§ TASK TO COMPLETE:
Please write out the whole listing that follows exactly; the pictures stay out.

§ INFORMATION:

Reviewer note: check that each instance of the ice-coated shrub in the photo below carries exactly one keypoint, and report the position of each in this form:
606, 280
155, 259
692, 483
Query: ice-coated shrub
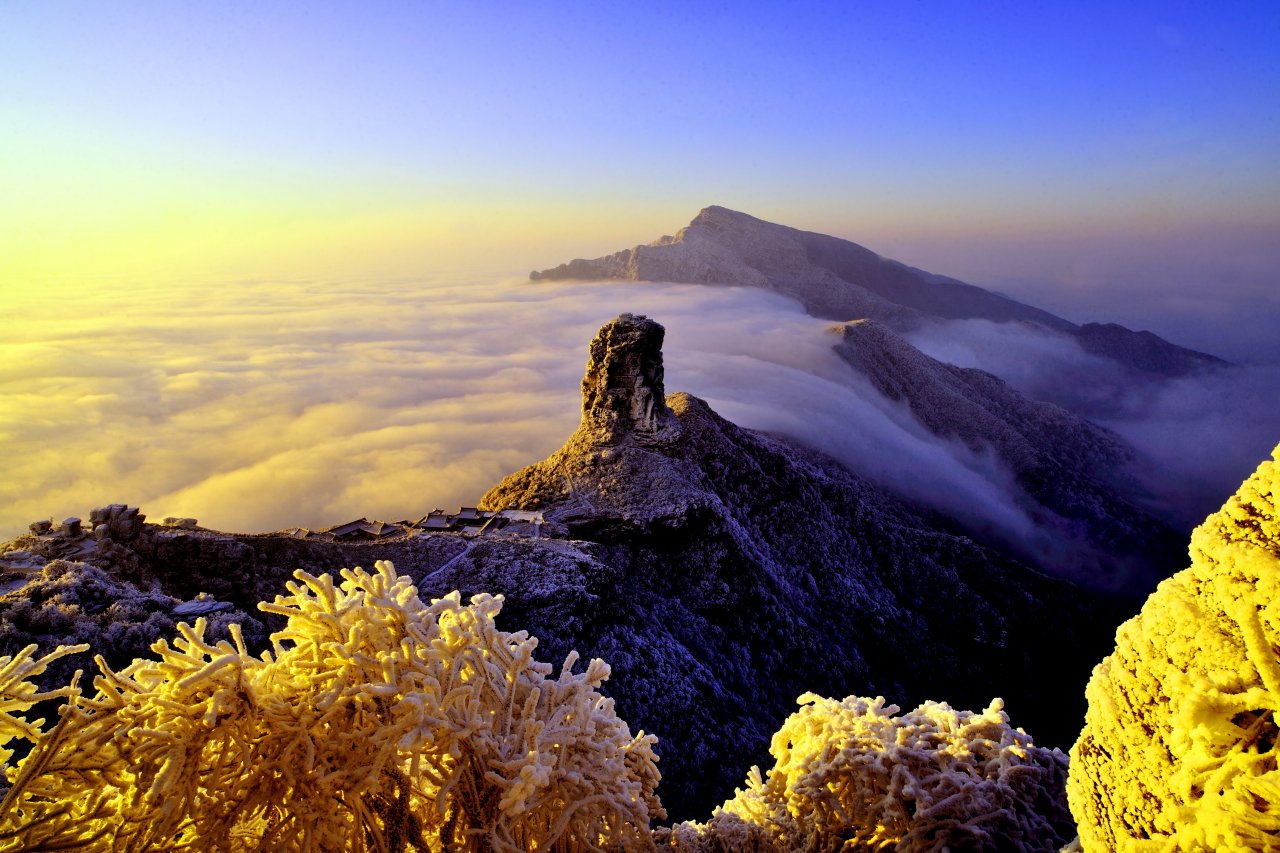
1179, 744
849, 775
376, 723
69, 603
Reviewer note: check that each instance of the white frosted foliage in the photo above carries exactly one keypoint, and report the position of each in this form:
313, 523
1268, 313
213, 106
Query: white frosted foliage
1178, 752
376, 723
851, 775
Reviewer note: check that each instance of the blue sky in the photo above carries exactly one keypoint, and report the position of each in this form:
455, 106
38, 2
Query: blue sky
397, 137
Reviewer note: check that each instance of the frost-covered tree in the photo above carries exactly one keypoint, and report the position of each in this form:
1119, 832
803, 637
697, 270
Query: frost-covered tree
1179, 744
376, 723
849, 775
72, 603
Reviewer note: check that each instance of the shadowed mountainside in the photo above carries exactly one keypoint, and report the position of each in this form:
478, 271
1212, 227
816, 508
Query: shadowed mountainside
720, 571
748, 570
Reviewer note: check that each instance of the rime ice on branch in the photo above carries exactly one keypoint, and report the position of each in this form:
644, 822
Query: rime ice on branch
1179, 744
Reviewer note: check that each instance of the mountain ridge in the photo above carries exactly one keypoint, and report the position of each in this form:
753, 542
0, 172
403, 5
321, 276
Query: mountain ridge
840, 279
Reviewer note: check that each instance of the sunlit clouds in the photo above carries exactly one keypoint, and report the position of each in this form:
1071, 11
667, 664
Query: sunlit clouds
255, 406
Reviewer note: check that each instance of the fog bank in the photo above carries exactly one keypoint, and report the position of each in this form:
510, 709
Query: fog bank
256, 406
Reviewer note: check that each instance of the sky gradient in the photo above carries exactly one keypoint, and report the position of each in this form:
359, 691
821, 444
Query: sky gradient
205, 141
261, 263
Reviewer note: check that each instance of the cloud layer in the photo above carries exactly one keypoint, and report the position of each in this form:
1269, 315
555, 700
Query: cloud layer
256, 406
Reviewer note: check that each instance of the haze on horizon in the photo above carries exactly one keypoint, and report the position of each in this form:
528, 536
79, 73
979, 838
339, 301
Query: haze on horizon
1106, 162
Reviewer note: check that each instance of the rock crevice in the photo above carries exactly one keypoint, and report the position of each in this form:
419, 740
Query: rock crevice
622, 388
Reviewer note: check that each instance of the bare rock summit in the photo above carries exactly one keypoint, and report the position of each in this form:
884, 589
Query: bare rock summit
622, 389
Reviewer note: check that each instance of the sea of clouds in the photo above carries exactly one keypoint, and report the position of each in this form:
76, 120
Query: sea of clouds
257, 406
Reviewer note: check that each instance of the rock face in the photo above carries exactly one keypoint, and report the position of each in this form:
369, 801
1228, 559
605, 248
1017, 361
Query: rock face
1179, 743
731, 571
839, 279
1072, 474
622, 391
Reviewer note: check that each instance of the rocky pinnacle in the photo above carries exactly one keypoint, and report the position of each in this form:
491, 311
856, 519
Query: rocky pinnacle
622, 391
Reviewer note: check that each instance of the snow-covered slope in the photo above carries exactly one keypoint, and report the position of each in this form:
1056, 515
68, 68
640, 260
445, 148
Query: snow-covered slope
841, 281
1070, 477
745, 570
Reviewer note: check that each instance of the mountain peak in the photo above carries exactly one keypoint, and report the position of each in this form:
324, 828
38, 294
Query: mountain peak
622, 389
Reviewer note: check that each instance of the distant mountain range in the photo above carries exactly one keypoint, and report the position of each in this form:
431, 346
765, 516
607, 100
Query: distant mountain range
722, 571
839, 279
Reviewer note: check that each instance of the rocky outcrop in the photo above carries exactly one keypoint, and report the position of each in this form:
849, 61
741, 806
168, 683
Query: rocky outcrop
622, 391
731, 571
720, 571
839, 279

§ ANSWER FOR THE TASK:
Reviewer note: check that each instance of the ice-coated shrub in the photo below carries exactly one keypoint, and report the position of each in this form:
606, 280
155, 259
692, 483
Query: ice-coated shrub
1179, 744
849, 775
376, 723
69, 603
Reviewer note: check that each instance of the white frosted foliage in the photo above carries exactly one keypoint, and report the position of each in this form:
313, 523
1268, 313
213, 106
Query: white frosted foliage
1178, 752
376, 723
851, 775
Reviewer note: check that each instance of the blue sky in the photo above carries exactly one keypoint, and report the position of each in this form:
455, 106
38, 2
Query: blue sky
397, 137
Reviewer note: check that each instance of the frost-covered tree in the photo above carries exactly one keypoint, and report the position of each in this form:
1119, 832
803, 637
697, 270
Query: frost-covered tree
1179, 744
376, 723
849, 775
72, 603
Reviewer note: check that each instance of the shadowed mountainside in the photo above carries exactly one keypoint, and report the position of each in this form:
478, 271
1212, 227
816, 508
Query: shadowed mountainside
720, 571
748, 570
Reviewer note: check that each instance of the rime ice on branch in the photo above carries exactly one keypoint, and report the position of each in this form:
644, 822
Query: rime ice on branch
1179, 744
Reviewer note: check that each instance of the mountain ridge in the photo above carries exactly one keypoint, and report the position of each in this form:
753, 542
0, 172
403, 5
321, 276
Query: mountain ridge
840, 279
Reviewer note: check that each instance of the sunlit clouds in the photo above carries exactly one keypoint, and report the position of each in this form:
1071, 11
667, 664
Query: sunlit clouds
255, 406
Reviewer note: check that each instance of the fog bank in the photo above carries exactly one keypoint, and report the position of each in this form:
510, 709
Query: fog bank
256, 406
Reviewer note: check that each instance of the sky gradient in the photo above carries exactly one keypoint, and report the position of each in this form:
359, 691
821, 444
Query: sky gradient
205, 141
261, 263
Reviewer note: check that each instance of the cloud layer in the photo above carries exactly one keypoint, and report the position of each in this form:
1269, 315
555, 700
Query: cloud layer
256, 406
Reviewer note: check that each instance of the haze on horizon in the photo above carries exactly one keypoint, and report the position of each in this form:
528, 536
79, 73
979, 838
339, 301
Query: haze on horizon
1106, 162
Reviewer note: check that each instance of the rock crevice in the photo above carries exactly one keypoint, and report the position of each in this form:
419, 740
Query: rock crevice
622, 388
Reviewer note: check that each instance of the bare rock summit in the photo above carries exactly one keypoint, and report the position of each in this form:
884, 589
Query: bare rock summit
622, 389
Reviewer note: check that each instance of the sea of clouds in the photo above carries exactly one keypoint, and report the position of each in this form:
76, 120
Query: sea of clouds
257, 406
Reviewer note: check that each instance of the rock face in the photo above carries exactly one keypoint, and report the position of each in this form:
369, 801
1228, 559
605, 248
1017, 361
Query: rock face
1179, 743
731, 571
839, 279
1072, 474
622, 391
Reviewer note: check that each instance of the rocky pinnacle in the photo above carries exactly one keypoint, and report the position of each in this form:
491, 311
856, 519
Query: rocky pinnacle
622, 391
Reviewer note: check that each instance of the snow-covered slope in the photo above carries exactly one keypoint, and report the position of each in this form:
1056, 515
68, 68
640, 260
445, 148
Query: snow-covered slope
841, 281
1070, 477
745, 570
Reviewer note: check that each instance of the mountain peak in the photo above carries exactly one keypoint, and report the position of each in this form:
324, 828
38, 294
Query: mountain peak
622, 389
Reviewer note: check that each instance of the distant mountain range in the photo above carries exactly one keypoint, and report the position of each in this form:
431, 346
765, 516
607, 100
Query: distant mountain range
722, 571
839, 279
Reviewer note: check that each instance of the rocky outcrop in the photo above carries exactly one keypoint, and report the position of each in this form:
849, 61
741, 806
168, 683
Query: rocky outcrop
622, 391
731, 571
720, 571
839, 279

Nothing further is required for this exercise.